• _What to do_: Transcribe the entries exactly as they stand below, passing over any picture.

◇ ◇ ◇ ◇ ◇ ◇ ◇

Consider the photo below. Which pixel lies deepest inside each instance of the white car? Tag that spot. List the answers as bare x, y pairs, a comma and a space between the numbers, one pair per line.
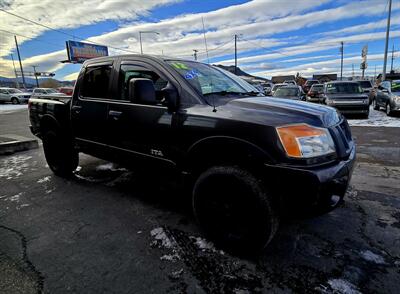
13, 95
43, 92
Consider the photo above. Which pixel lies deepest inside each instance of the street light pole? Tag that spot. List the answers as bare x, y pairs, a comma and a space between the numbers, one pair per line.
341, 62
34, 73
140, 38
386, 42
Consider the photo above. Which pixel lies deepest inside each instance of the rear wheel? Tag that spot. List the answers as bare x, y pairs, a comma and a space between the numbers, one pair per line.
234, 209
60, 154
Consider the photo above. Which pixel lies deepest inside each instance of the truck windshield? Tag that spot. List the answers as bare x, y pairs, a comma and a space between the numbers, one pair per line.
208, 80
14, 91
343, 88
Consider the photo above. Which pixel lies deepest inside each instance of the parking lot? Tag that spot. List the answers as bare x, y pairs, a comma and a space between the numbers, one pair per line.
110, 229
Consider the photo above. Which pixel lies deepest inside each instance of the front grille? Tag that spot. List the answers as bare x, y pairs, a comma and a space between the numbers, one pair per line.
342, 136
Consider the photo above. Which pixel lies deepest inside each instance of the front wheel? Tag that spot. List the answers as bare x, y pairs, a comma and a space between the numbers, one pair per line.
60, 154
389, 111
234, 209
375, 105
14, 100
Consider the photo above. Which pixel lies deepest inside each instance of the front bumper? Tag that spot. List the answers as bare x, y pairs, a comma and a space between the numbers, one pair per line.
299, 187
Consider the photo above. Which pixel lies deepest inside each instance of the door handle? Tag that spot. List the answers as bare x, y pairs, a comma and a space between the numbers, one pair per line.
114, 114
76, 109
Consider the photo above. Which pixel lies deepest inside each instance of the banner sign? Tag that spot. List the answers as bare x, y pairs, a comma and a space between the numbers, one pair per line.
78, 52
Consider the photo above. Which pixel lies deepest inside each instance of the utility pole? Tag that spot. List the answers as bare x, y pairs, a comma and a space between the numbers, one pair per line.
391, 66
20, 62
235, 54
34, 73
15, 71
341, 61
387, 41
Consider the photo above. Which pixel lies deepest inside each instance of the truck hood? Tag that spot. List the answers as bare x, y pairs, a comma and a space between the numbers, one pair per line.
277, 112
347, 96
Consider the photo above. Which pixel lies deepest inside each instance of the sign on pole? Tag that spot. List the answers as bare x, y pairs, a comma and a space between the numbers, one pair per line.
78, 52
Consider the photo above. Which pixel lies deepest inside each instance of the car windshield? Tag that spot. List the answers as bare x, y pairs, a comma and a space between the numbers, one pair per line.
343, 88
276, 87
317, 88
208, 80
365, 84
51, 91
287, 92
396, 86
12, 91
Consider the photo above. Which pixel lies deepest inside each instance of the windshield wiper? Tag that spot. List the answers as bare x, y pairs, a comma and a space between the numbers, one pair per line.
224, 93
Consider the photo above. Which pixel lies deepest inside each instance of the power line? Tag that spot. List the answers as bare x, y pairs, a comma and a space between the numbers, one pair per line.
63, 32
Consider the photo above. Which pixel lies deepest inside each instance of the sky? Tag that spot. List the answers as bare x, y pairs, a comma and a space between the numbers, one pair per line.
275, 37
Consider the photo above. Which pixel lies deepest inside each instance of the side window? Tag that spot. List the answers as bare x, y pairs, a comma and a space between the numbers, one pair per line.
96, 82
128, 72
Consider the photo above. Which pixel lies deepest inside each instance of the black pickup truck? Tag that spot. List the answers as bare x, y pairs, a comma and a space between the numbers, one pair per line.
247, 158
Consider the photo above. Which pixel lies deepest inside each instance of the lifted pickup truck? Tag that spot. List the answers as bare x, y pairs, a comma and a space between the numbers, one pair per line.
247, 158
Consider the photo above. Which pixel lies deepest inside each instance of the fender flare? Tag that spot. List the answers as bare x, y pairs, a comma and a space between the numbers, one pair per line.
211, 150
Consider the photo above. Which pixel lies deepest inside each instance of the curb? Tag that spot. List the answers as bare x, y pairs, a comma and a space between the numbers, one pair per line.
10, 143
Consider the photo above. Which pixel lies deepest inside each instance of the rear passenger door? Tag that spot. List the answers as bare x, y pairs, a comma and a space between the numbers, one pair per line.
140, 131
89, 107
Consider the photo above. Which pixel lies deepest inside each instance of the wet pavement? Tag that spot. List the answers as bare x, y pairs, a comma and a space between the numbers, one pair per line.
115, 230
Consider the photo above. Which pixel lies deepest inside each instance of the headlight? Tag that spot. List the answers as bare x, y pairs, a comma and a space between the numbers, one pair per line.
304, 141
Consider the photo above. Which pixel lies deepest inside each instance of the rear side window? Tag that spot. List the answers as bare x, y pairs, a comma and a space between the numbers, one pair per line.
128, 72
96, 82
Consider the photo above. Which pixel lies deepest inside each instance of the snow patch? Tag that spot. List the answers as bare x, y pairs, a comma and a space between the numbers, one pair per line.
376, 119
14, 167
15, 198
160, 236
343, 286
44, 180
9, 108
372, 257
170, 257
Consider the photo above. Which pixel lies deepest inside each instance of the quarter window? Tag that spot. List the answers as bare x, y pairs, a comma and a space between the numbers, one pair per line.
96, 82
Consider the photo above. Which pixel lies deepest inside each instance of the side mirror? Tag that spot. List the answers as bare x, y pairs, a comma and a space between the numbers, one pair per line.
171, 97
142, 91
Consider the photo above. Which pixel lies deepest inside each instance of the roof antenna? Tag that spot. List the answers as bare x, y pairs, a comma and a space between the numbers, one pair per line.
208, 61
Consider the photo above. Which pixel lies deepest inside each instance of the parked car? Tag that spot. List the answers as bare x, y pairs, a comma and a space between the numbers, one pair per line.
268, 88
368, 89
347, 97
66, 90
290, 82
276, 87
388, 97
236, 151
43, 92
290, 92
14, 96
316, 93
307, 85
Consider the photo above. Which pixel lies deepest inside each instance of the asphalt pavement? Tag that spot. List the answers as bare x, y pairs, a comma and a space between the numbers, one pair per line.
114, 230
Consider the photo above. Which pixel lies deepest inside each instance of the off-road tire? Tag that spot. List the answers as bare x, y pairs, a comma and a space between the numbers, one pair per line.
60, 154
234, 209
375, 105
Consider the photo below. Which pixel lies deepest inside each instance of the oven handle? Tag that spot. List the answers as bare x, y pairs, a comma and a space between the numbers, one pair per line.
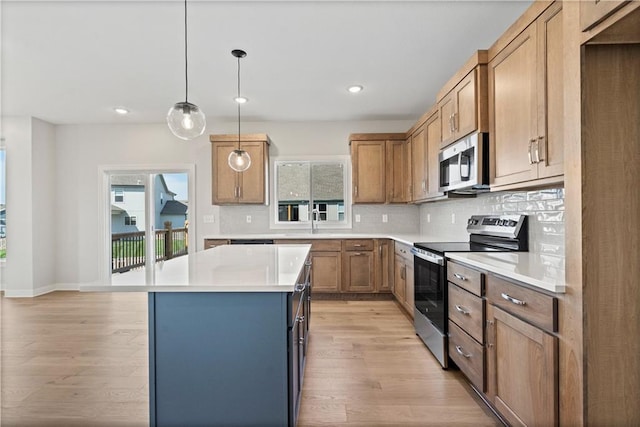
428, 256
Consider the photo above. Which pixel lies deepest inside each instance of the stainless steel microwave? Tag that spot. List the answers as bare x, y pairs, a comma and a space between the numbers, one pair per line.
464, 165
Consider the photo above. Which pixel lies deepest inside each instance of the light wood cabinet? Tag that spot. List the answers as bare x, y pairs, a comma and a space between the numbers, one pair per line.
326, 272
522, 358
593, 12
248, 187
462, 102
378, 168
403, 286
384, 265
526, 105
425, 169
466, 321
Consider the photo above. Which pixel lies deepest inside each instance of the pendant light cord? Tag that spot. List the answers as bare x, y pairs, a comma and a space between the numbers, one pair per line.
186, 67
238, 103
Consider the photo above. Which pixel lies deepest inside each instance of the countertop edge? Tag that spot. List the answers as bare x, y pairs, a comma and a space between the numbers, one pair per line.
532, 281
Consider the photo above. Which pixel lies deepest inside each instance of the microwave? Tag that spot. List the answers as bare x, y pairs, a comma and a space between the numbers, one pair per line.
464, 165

◇ ◇ ◇ ◇ ◇ ◇ ◇

• _Solved exercise_:
Consider the photo below. Which pixel lies deepest inside each instance of the white car? Tag that spot. List the answers as bare x, y pairs, a comma and a space between the numbers, one pair per line.
13, 95
43, 92
Consider the photo above. Which pixel lies deepest inside each instance of the street light pole? Tag that spot. List the answers as bare x, y pairs, a comma and a space between the numbers, one pair per line.
341, 62
34, 73
140, 38
386, 42
Consider the photo above. Which pixel lies deepest inside each instance of the rear wheel? Tag that spot. List the answers as bare x, y pairs, a comma and a space between the numbers, one pair per line.
234, 209
60, 154
Consider the photo above. Which pixel lies deepest inside each instance of the truck windshield? Tag that spot. List the answers as bare x, y pairs, a comma and a space between the numbers, one pair per line.
208, 80
14, 91
343, 88
Consider the photo above. Which pixel lies deepest inside each instance of the parking lot? Tag that spot. List the answers as bare x, y pairs, a comma and a space between the numbers, one pair per line.
110, 229
Consider the photo above. Which pixel lies deepest inside each instance of the front grille? Tag that spot. List the answers as bare x, y pairs, a comma and a space between the numbers, one pair per line.
342, 136
Consider the photo above. Which pixel lies deepest inside each instance of the front wheel? Tag that spot. List the answers as bare x, y pairs, a comma and a space between the numbers, one pair per line.
60, 154
389, 111
234, 209
375, 105
14, 100
Consider the photo above. Which pixel lies deepest inside each instance of the front bumper? Tag that spot. List the answers as bare x, y pairs, a comma and a space between the numbers, one pair per line.
299, 187
Consider the photo above. Which pixel lies deepest inside each instance of the door handle? Tag that spot. List the answers as bare x, y pairs, a comma and a space between the numbers, one pair per line.
114, 114
76, 109
Consider the photo above. Which pixel lies deepest inside each instance of the banner sign? Tag that spot. List the answers as bare x, y pairs, a comma and a space between the numbers, one pair per line.
78, 52
Consider the photo above. Which pixel lies deepest inside each instance of the utility pole? Tag that spot. List the answers as bare x, y pairs, a comma and a space between the numbers, one pair per line.
391, 66
20, 62
235, 54
34, 73
15, 71
341, 61
387, 41
Consider the photo above. Which pixel lies deepest inside each instance of the truck hood? Tag that spot. List the answers as bare x, y pairs, a comma and a space between the numbers, one pair per line.
277, 112
347, 96
Consider the photo above. Which pixel lies deepest inside each instance of the sign on pole? Tag that spot. List the answers as bare x, y pairs, a comma and a space between the numbers, one pair per line.
78, 52
Consider the photo above. Which pixel lies deepest inside each instance of the car windshield? Tag that spot. List the answers as bare x, y pairs, a comma and a space between the numbers, one pair per line.
343, 88
276, 87
317, 88
208, 80
365, 84
51, 91
287, 92
396, 86
12, 91
Consider the photo above. Which pixel lies deepest inside each instance of the windshield wiper? Tag that spot. List the answers as bare x, y pairs, a comma and a space between the numbers, one pair per line.
224, 93
Consider the photo above. Which pixel lies deepest inside each instance of the power line? Tag that spot. List the answers as bare x, y pairs, a comma and a space between the numbers, one pair per line.
63, 32
Consider the photo above. Which pixel lies deepest inside each instance of the sky? Tag that spot. List the answers as bare x, y pairs, a comma and a space between the numbers, one pair per line.
275, 37
Consider the photo above. Which pixel lies deepest inside each instance of the side window? Tag that spot. List the answers as bare x, y pairs, a comma and a space between the numbers, one pair per line.
96, 82
128, 72
Consider the photo above. Which pixel lies deepest inside each instance of the black pickup truck? Tag that spot. List the answers as bare x, y pairs, a comma and a space between the numbers, one pair per line.
247, 158
Consider the photo above. Which pixel lies deepest inside each instance of the lifted pickup truck? Tag that spot. List the answers as bare x, y pairs, a comma and a space between the numbers, one pair per line.
247, 158
Consider the photo above. Which pixel lies deepest inside each instance of the fender flare? Tag that spot. List the answers as bare x, y pairs, a comma and a space between the numbers, one pair per line.
211, 150
Consider the photo above. Which pixel lies deepest inside each instance of the curb? Tag that spot. List the answers as bare x, y pairs, a comma and a space between the numbers, one pair per line.
10, 143
Consider the photo above. Which pixel lies deepest inside each instance of the rear passenger door? Tag that spot. List the answers as bare x, y pairs, a comma and a space between the numbers, one pair per line.
140, 131
89, 107
Consider the photo above. Which pixel lies deepest inside each instance of the wet pavement? Tag that spot. List the answers as bare x, y pairs, a comma and a space between the numbers, one pair per line.
115, 230
Consider the photo above. Which pixel lies deepest inside each instance of the headlight? Tag that spot. List the answers as bare x, y pairs, a comma and a space between the numbers, one pair per line.
304, 141
Consider the photo above. Which pixel lies deepest inside each instance of the rear side window? Tag that spot. List the answers as bare x, y pairs, a comma and a space between the numbers, one pair per line.
128, 72
96, 82
Consider the photo above. Which pixel lies deepest inside each instance of the snow patch? Tag that spot. List the answers as bare x, y pairs, a comma and a space between the numbers, one pair per line.
376, 119
14, 167
15, 198
160, 236
343, 286
44, 180
9, 108
372, 257
170, 257
Consider the photo above. Which pixel lies deepest inside each instance of the quarter window? Tag that spot. List the answers as bare x, y pairs, a comma and a space between the numbers, one pair per line.
96, 82
Consider the photo above. Which pixel lies deepest inside each instance of the side mirror? Tag that spot. List the answers as bare x, y pairs, a comma and a space between the numbers, one pair per line.
171, 97
142, 91
Consider the photo above. Which pixel lies deepest inside each instance of the roof antenna? Tag that spot. List the answers as bare x, y pairs, a comma and a space between the numbers, one pair per line.
208, 61
Consider the photo above. Which pixel lies deepest inside each instance of the parked car? Tag that spot. List the answers as bare x, y pairs, a comma and a space between the numbers, one pair per line.
268, 88
368, 89
347, 97
66, 90
290, 82
276, 87
388, 97
236, 151
43, 92
290, 92
14, 96
316, 93
307, 85
Consider the photo above. Which pixel lies deepest inside each instance of the asphalt pavement? Tag that spot. List the answers as bare x, y pairs, a comma and a space between the numbers, one pair per line.
114, 230
Consider the photo above. Which pixel lies deepest inside each instance of the off-road tire? Tag that spot. List the answers as bare x, y pairs, a comma and a space between the numbers, one pair per line.
60, 154
234, 209
375, 105
Consider the photo below. Which pixel lies deepest inside each instance of the oven handle? Tag that spot. List the answers as bare x, y pairs, a comma and a space between the numbers, one pair per line.
428, 256
Consider the photo above. Which pixel lies deepest inside each instance of the stainless steel microwave? Tag that spot. List the answers as bare x, y pairs, a comma and a space between the numbers, one pair per line.
464, 165
Consider the photo above. Which pixel lies deepest inside each instance of the light wood cabinet? Tag that spot. List the answers as bare x, y pairs, a comma and a space between the numbers, one pair per line.
326, 272
522, 358
593, 12
248, 187
462, 102
378, 168
403, 286
384, 265
526, 105
425, 169
466, 321
Consider the photo above. Which pixel lies deepest inside each instance of the pendant light cord? Tag that spot. List the answers as bare x, y pairs, a comma and a space between the numbers, one pair per line.
186, 67
238, 103
Consider the photo above. Which pixel lies deepest inside each instance of the countertop edge? Tag that spot. List the answers as bare x, y pairs, a comma and a space between the numbers, one pair per line.
532, 281
Consider the photo above. Which pixel lies deepest inside each instance of the microwave? Tag that spot. List the answers as bare x, y pairs, a comma and a space between the numbers, one pair per line.
464, 165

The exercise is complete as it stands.